## Your instructions:
Set down word for word each line from the one containing "Note: annotate every instance of the jumper's" through the end of the records, both included. Do not copy any pictures.
- - - - -
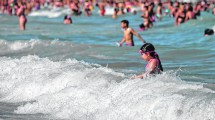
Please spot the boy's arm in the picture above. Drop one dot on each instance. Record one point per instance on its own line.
(122, 41)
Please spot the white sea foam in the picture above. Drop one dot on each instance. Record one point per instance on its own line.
(51, 13)
(74, 89)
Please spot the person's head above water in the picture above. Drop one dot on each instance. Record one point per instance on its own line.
(209, 32)
(149, 50)
(124, 23)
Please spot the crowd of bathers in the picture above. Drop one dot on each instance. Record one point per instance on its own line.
(151, 10)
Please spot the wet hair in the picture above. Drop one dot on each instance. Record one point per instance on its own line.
(148, 47)
(126, 22)
(146, 7)
(160, 4)
(142, 25)
(209, 32)
(65, 17)
(190, 8)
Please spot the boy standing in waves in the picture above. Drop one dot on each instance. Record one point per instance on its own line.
(128, 34)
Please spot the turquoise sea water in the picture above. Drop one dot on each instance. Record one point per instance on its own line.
(57, 71)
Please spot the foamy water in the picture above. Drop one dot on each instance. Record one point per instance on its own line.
(57, 71)
(74, 89)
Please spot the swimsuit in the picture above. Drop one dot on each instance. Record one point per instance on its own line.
(130, 44)
(155, 71)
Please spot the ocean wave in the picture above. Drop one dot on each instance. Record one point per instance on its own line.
(72, 89)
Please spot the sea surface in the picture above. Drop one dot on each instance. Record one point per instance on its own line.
(77, 72)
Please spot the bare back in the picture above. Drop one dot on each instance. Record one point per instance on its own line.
(128, 35)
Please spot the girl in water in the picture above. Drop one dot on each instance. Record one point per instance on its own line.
(154, 64)
(21, 14)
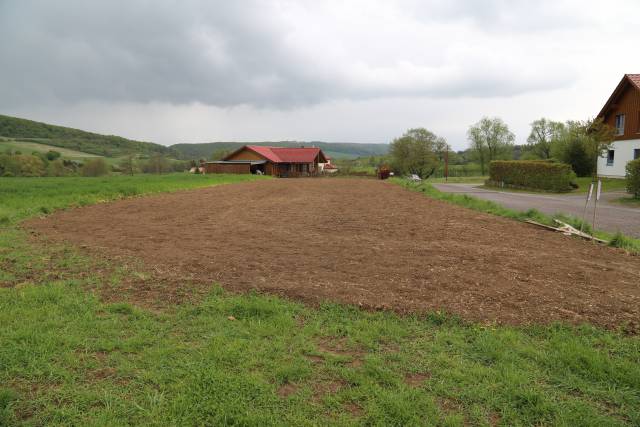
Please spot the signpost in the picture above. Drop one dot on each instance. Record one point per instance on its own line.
(584, 213)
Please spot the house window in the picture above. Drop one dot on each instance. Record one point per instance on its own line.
(619, 124)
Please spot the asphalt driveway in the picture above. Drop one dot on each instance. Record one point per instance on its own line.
(610, 216)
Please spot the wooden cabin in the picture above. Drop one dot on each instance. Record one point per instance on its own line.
(622, 112)
(274, 161)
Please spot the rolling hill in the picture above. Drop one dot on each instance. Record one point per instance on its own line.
(345, 150)
(28, 131)
(30, 135)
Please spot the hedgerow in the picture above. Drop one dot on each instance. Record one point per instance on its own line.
(633, 178)
(531, 174)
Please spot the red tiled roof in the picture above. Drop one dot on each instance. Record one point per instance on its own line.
(635, 79)
(265, 152)
(286, 155)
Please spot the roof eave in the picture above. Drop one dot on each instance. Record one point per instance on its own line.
(616, 93)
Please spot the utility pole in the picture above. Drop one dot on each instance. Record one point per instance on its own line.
(446, 163)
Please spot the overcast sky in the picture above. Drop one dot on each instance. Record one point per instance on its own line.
(357, 71)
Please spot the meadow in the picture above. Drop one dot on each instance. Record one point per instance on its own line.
(67, 356)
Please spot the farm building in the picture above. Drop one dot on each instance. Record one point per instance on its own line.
(275, 161)
(622, 112)
(328, 167)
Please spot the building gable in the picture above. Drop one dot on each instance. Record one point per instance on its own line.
(625, 100)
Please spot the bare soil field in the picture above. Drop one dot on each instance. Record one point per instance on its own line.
(363, 242)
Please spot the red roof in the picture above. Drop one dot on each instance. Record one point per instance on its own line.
(287, 155)
(633, 79)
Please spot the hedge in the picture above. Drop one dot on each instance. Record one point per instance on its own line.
(633, 178)
(532, 174)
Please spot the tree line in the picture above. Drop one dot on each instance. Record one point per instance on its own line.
(578, 143)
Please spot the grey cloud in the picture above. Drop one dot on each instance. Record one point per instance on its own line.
(221, 53)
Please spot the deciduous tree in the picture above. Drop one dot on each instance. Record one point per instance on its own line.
(490, 139)
(418, 151)
(544, 133)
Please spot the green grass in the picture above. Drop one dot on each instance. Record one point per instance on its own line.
(69, 358)
(458, 180)
(24, 197)
(616, 240)
(30, 147)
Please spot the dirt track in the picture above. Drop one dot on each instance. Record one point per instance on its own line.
(365, 242)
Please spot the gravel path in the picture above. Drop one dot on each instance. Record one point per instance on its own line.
(610, 216)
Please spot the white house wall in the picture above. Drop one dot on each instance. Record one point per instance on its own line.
(623, 155)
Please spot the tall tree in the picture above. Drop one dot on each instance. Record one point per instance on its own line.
(544, 133)
(490, 139)
(582, 143)
(419, 151)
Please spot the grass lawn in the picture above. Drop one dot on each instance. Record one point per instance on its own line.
(69, 358)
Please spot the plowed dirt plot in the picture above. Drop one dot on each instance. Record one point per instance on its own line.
(364, 242)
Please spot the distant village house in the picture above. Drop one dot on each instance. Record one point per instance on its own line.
(274, 161)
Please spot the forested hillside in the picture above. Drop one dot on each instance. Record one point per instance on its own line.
(75, 139)
(337, 149)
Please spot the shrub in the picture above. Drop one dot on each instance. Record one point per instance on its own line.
(95, 167)
(531, 174)
(633, 178)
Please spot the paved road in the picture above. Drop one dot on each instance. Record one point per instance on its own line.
(610, 217)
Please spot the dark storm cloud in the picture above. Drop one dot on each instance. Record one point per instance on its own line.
(228, 53)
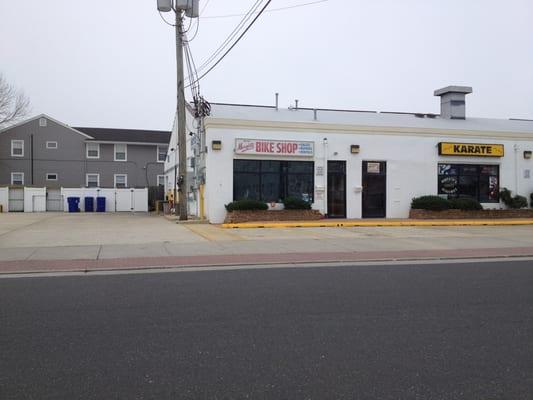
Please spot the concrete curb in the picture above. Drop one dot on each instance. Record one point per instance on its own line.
(379, 223)
(83, 265)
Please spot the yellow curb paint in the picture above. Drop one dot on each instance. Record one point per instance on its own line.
(384, 223)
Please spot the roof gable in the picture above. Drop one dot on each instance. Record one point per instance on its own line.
(127, 135)
(47, 117)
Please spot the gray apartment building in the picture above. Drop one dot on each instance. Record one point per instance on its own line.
(44, 152)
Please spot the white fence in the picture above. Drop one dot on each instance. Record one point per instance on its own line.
(31, 199)
(116, 199)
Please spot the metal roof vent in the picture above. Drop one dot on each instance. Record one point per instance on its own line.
(452, 101)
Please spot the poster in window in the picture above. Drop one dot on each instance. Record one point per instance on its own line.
(448, 185)
(372, 168)
(493, 188)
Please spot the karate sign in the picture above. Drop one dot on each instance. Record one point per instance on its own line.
(274, 147)
(471, 149)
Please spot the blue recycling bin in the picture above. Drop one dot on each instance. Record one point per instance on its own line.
(100, 204)
(73, 204)
(89, 204)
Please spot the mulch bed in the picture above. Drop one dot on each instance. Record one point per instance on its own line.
(237, 217)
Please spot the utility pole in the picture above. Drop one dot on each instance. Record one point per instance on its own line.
(182, 134)
(191, 9)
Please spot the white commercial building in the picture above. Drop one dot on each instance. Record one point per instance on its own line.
(355, 164)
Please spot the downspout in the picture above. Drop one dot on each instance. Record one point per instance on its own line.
(31, 157)
(325, 177)
(516, 169)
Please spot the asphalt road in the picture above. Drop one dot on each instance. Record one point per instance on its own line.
(458, 331)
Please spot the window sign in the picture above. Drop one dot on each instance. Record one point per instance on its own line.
(274, 147)
(480, 182)
(373, 168)
(272, 180)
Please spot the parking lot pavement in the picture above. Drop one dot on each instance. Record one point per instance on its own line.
(63, 236)
(64, 229)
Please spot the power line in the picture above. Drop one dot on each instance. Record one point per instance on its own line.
(232, 35)
(234, 44)
(272, 10)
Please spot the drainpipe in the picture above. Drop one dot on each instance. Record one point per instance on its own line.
(31, 157)
(516, 168)
(325, 177)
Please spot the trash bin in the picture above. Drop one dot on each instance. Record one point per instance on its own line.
(73, 204)
(89, 204)
(100, 204)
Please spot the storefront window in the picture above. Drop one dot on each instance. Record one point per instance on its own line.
(271, 181)
(480, 182)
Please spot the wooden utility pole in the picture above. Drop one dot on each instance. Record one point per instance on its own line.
(181, 180)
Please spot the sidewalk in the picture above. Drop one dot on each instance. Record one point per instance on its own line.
(381, 222)
(62, 242)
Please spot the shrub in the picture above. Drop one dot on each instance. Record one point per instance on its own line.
(465, 203)
(294, 203)
(433, 203)
(246, 205)
(512, 201)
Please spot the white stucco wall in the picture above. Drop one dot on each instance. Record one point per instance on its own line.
(411, 164)
(34, 199)
(4, 198)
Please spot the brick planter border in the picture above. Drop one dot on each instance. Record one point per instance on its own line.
(240, 216)
(481, 214)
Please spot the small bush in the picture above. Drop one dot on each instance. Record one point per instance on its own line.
(433, 203)
(246, 205)
(294, 203)
(465, 203)
(512, 201)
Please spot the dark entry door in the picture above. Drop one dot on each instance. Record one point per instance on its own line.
(374, 189)
(337, 189)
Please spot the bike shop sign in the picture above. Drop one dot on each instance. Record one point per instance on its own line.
(274, 147)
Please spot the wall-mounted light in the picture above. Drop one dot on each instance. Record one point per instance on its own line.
(216, 145)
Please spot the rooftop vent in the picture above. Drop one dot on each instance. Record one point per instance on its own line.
(452, 101)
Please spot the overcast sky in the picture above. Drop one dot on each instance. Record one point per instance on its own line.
(111, 63)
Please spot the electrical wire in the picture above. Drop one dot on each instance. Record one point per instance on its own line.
(164, 20)
(233, 45)
(231, 36)
(272, 10)
(204, 7)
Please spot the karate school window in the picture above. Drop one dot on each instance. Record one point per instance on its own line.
(272, 180)
(480, 182)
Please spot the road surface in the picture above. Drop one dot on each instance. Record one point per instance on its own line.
(441, 331)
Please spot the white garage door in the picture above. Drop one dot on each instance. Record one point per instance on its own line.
(54, 200)
(16, 199)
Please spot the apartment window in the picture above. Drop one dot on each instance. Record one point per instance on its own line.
(121, 152)
(17, 178)
(93, 150)
(17, 148)
(161, 153)
(480, 182)
(92, 180)
(121, 181)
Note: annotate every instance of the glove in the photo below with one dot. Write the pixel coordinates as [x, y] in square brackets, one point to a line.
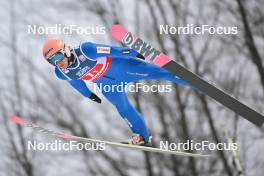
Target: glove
[95, 98]
[140, 56]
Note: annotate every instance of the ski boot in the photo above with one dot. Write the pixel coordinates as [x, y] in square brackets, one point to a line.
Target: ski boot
[138, 139]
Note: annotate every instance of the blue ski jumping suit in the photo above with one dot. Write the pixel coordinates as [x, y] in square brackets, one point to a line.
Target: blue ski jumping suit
[111, 65]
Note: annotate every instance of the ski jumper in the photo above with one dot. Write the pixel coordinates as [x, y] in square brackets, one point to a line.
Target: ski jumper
[110, 65]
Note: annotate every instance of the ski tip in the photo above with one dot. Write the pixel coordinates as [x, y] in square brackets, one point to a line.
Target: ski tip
[118, 31]
[18, 120]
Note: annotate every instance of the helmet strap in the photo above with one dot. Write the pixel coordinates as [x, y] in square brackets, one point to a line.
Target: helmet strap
[67, 51]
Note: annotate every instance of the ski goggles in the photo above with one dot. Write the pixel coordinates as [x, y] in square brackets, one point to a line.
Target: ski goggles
[57, 57]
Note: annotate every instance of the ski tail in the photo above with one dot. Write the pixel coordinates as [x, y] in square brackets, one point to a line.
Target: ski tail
[158, 58]
[18, 120]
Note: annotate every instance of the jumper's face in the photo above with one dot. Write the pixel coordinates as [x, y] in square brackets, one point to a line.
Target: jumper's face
[61, 58]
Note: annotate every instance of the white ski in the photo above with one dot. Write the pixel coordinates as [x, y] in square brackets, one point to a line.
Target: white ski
[23, 122]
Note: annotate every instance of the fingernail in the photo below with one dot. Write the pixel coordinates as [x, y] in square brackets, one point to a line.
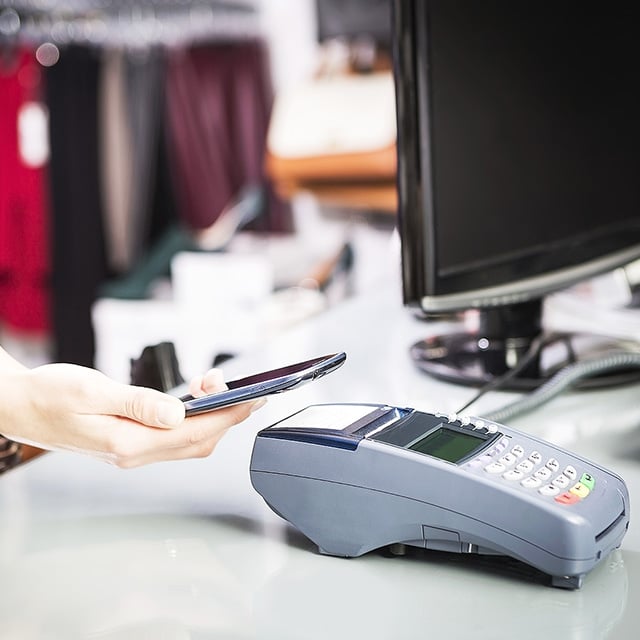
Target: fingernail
[257, 404]
[170, 414]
- - - - -
## Answer section:
Note: annotate every instance of the jumper's face in the photo above with one dot. Write the pixel coordinates as [x, y] in square brackets, one point to a line.
Target: jumper's face
[61, 58]
Note: annotate every instance of the white ski in the photo above with one dot. Write the pixel coordinates as [x, y] in square brackets, one point to a line.
Target: white ski
[23, 122]
Note: annotate every instance of the fingernail in the photo below with one dot. Write the pixel coordinates as [x, y] in square brackets, one point to a line.
Target: fingernail
[257, 404]
[170, 414]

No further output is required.